--- start of Dataset records ---

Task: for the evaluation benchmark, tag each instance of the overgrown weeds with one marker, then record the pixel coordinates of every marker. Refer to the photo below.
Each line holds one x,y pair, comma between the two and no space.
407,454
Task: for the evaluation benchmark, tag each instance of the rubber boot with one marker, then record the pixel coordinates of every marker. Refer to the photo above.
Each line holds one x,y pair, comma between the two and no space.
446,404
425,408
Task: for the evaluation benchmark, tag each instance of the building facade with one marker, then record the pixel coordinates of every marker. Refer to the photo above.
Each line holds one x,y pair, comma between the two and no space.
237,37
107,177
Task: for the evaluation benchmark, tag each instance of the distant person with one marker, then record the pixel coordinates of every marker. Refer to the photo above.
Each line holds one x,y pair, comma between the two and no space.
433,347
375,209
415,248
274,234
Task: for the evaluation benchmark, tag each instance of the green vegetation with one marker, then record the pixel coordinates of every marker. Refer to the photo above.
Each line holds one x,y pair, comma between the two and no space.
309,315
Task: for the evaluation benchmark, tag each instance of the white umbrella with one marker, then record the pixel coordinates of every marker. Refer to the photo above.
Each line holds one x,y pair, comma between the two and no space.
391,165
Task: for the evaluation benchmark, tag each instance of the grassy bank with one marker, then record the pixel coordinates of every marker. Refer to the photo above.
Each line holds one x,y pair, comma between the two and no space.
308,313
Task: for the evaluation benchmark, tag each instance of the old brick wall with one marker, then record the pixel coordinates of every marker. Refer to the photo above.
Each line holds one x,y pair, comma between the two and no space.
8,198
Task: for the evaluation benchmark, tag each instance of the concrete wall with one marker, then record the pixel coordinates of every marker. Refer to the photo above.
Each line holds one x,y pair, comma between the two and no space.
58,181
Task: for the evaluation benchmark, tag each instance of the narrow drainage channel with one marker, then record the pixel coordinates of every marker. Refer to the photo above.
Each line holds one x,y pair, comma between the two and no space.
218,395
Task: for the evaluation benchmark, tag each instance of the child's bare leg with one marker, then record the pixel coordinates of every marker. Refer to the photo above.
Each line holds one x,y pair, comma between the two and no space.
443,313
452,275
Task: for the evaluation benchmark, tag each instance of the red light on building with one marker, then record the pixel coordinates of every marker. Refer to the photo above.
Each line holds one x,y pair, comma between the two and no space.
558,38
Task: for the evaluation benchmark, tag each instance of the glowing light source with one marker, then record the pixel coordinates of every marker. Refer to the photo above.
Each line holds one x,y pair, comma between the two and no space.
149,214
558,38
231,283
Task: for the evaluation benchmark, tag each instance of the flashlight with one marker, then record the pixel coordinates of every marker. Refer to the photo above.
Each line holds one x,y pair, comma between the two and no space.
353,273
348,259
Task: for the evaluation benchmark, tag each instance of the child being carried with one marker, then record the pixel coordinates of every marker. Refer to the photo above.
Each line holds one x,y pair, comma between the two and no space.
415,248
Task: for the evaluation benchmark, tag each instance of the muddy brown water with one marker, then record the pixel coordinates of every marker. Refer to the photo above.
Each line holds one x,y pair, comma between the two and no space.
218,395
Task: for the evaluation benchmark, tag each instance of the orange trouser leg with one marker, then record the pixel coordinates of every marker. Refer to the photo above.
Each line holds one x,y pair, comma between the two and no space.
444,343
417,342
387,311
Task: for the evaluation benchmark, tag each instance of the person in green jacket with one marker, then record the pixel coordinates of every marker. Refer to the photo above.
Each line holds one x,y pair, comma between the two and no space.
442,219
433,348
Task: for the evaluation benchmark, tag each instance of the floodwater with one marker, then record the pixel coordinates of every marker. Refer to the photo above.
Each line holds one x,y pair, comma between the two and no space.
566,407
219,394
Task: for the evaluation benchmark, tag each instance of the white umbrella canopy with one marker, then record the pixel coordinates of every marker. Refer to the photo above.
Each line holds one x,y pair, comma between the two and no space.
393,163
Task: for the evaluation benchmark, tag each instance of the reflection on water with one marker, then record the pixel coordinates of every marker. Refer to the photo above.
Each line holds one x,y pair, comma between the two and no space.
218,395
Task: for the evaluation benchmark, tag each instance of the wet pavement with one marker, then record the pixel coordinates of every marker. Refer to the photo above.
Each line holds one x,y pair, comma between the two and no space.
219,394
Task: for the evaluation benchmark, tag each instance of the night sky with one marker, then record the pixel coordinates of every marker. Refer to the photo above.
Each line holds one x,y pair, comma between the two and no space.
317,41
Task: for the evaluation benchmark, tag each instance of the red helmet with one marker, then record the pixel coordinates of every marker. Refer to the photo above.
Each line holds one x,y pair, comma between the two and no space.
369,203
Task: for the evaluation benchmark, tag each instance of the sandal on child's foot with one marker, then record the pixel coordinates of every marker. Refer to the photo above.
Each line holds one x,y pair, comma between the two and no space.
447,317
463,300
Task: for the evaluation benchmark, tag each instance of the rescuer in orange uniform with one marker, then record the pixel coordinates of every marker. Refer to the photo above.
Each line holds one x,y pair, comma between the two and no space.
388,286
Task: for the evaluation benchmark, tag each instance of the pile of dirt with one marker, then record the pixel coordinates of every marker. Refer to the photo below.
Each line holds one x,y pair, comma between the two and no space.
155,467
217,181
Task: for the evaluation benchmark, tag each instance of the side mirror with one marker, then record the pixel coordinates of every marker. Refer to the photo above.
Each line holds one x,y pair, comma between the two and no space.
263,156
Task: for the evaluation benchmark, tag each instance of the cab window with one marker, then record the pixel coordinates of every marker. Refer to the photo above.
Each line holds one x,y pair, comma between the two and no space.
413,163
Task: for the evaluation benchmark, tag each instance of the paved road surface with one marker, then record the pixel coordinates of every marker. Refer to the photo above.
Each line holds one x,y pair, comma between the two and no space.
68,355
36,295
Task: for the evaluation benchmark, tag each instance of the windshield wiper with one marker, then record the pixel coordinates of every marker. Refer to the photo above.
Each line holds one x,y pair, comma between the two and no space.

--- end of Dataset records ---

What you need to do: Reproduce the entries above in full by retyping them exactly.

Solution to this task:
Task: for the evaluation benchmark, tag each instance of the overgrown weeds with one marker, then record the pixel coordinates of every marker. Refer to the photo below.
Each line holds one x,y pair, comma between the two and no space.
407,454
Task: for the evaluation benchmark, tag each instance of the rubber boot with one marker, then record the pixel coordinates of every marker. Refer to the photo above.
Each line holds one x,y pair, comma between the two and no space.
446,404
425,408
Task: for the evaluation benchmark, tag each instance of the building facade with one marker, then record the pixel coordinates of every marker. Refer to the photo above.
Each line holds one x,y pair, comma between the two and no space.
237,37
107,177
Task: for the evaluation benchmark, tag each instance of the distant person with one marker, then record the pixel coordinates of every marker. Refer to the photo above.
Each line holds one x,y pair, comma between the two and no space.
433,347
375,209
415,248
274,234
Task: for the evaluation benchmark, tag each instance of the green vegetation with one marker, then record the pixel coordinates of every marker. Refer to the photo above.
Each line holds one x,y pair, comma between the two and no space.
309,315
Task: for the evaluation benchmark, tag each instance of the white umbrella with one marker, then record the pixel coordinates of every marker. Refer to the photo above.
Each line holds one x,y pair, comma between the two and no space.
391,165
Task: for the evaluation benchmark, tag each instance of the grassy bank with one marker, then record the pixel coordinates of every marker. Refer to the photo above.
Each line holds one x,y pair, comma between the two and no space.
308,313
Task: for the evaluation benchmark, tag each instance of the old brick wall with one marker, then record the pixel coordinates of every marker. Refer to the photo above.
Each line holds one x,y pair, comma between the two and no space.
8,198
Task: for the evaluation benchmark, tag each instance of the concrete wall with one marker, then record the pixel coordinates of every marker. Refer to the photo above.
Each line holds one x,y pair, comma between the two and no space.
58,181
Task: for the evaluation benchmark, tag each instance of the narrow drainage channel with one marker, then record the pixel coordinates of every marker. Refer to the photo above.
Each line holds one x,y pair, comma between the two and no space.
218,395
Task: for the evaluation benchmark, tag each instance of the child's bare leg with one marker, then record the pixel coordinates of every marker. Refer to the photo above.
Each line holds one x,y pair, comma between the two and no space.
443,313
452,275
Task: for the evaluation benchmark, tag each instance of the red light on building with one marker, then record the pixel coordinates of every marker. Refer to the photo above.
Each line holds one x,y pair, comma between the two and no space.
558,38
Task: for the evaluation benchmark, tag each instance of the glowing light source with one marker, then record the pixel coordinates of every marker. Refer to the photo above.
Each line holds one x,y pair, comma between the two and no space.
149,214
558,38
231,283
Task: for the evaluation benchmark, tag each instance of the flashlight with one marker, then record the pixel coordinates of every marker. Refer to the photo above.
Each line holds one x,y pair, comma between the two and no space.
353,273
348,259
Task: for the evaluation benchmark, tag each instance of the child being carried with one marker, then record the pixel coordinates of every marker. Refer to the photo above.
Each line holds one x,y pair, comma between the two and no space.
415,248
Task: for the evaluation benchmark, tag each instance of the muddy brown water with one marker, then record the pixel coordinates of every marker. Refer to the photo above.
Each line holds one x,y pair, comma between the two and no space.
218,395
Task: for the evaluation benchmark, tag each instance of the orange trouser leg with one marker, then record the pixel coordinates of every marker. Refer to the photo above.
Each line holds one x,y pair, comma between the two and no space.
444,343
417,342
387,311
Task: for the evaluation benchmark, tag each instance of the person in green jacket with one marker, then record the pixel coordinates of every marker. Refer to the photo above.
Each line holds one x,y pair, comma between the two and no space.
442,219
433,348
Task: for the evaluation benchmark, tag each instance of the floodwater with one marker, then record the pixel coordinates of every marker. Refer to the photo above.
Each line holds one x,y pair, comma between the two and no space.
566,407
219,394
Task: for the evaluation benchmark, tag each instance of the white umbrella canopy with one marker, then record the pixel coordinates of every marker. Refer to the photo above.
Each line holds one x,y pair, comma between the two and no space.
393,163
Task: for the evaluation benchmark, tag each instance of the reflection on water with one marker, then record the pixel coordinates of every marker. Refer to the photo above.
Each line holds one x,y pair, comma between the two and no space.
218,395
Task: for the evaluation benchmark, tag each instance of the wet pavement with one marker, then record the pixel coordinates of every marker. Refer to the photo above.
Each line holds one x,y pair, comma between the two and no space.
219,394
Task: for the evaluation benchmark, tag each instance of the night sky with one marker, then record the pixel coordinates of every marker. Refer to the photo above.
Each line holds one x,y pair, comma between the two and no space.
317,41
Task: for the evaluation benchmark, tag each instance of the red helmet with one marker, then record the pixel coordinates of every marker. Refer to the photo above.
Each line holds one x,y pair, comma between the two and no space.
369,203
Task: for the evaluation benchmark, tag each instance of the sandal on child's foot with one marker, then record the pixel coordinates of every marker. Refer to the photo above.
Each line holds one x,y pair, comma between the two and no space.
447,317
463,300
Task: for the evaluation benchmark, tag each instance of the rescuer in orange uniform with one marker, then record the pixel coordinates of every marker. Refer to the photo above.
Each line holds one x,y pair, comma between the two and no space.
388,286
Task: for the evaluation benchmark, tag each instance of the pile of dirt with one marker, then record the pixel coordinates of every marker. Refer to the photo below.
Each line holds one x,y pair, comma between the two and no space.
155,467
217,181
Task: for the evaluation benchmark, tag each instance of the side mirror with one marker, then record the pixel coordinates of every marker. Refer to the photo above.
Each line holds one x,y pair, comma between the two and no space.
263,156
Task: for the evaluation benchmark, tag each instance of the cab window with one marker, then record the pixel coordinates of every marker. Refer to the photo above.
Each line holds one x,y pair, comma between the two and no space.
413,163
Task: for the evaluation benchmark, tag each instance of the paved road surface with one marker, then record the pixel coordinates of every marker. Refer to the photo above.
Each line holds one x,y pair, comma between the two and no space.
68,355
36,295
Task: for the evaluation benchmark, tag each instance of the windshield wiper with one marker, then record the pixel coordinates of every marker. Refer to the photo above.
Each line holds one x,y pair, comma between the two and no space.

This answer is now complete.